[[ MATERIAL FOR THIS EXERCISE, beginning ]]
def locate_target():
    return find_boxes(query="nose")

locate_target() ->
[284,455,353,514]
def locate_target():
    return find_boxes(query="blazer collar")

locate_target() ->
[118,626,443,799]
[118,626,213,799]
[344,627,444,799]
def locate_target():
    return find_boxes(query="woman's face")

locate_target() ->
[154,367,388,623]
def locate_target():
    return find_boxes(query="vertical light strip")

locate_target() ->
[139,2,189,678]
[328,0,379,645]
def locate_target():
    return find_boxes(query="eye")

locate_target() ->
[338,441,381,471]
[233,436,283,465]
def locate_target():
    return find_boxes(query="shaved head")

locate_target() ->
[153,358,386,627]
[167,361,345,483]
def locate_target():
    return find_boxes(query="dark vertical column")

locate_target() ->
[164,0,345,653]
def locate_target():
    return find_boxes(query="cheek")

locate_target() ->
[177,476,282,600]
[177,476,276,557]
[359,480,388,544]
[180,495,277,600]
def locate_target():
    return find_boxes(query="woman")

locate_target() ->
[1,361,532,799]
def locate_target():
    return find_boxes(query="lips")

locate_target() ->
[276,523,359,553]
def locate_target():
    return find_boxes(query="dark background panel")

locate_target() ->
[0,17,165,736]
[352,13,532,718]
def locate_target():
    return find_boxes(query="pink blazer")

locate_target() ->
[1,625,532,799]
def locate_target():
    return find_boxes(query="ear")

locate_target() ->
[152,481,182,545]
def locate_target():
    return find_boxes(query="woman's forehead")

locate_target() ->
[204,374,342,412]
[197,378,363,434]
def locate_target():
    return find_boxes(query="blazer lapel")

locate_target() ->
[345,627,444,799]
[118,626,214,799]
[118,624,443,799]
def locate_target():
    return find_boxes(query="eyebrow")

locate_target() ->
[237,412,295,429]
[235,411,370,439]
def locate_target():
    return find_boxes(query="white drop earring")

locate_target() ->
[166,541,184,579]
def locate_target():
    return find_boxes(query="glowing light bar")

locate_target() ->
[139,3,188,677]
[[ MATERIAL FOR THIS EXERCISE, end ]]
**WORK TO COMPLETE:** Please return every line in the data that includes the string "light".

**ANSWER TO THIS EXERCISE:**
    return find_boxes(query="vertical light strip")
    return find_boxes(query="glowing light bar")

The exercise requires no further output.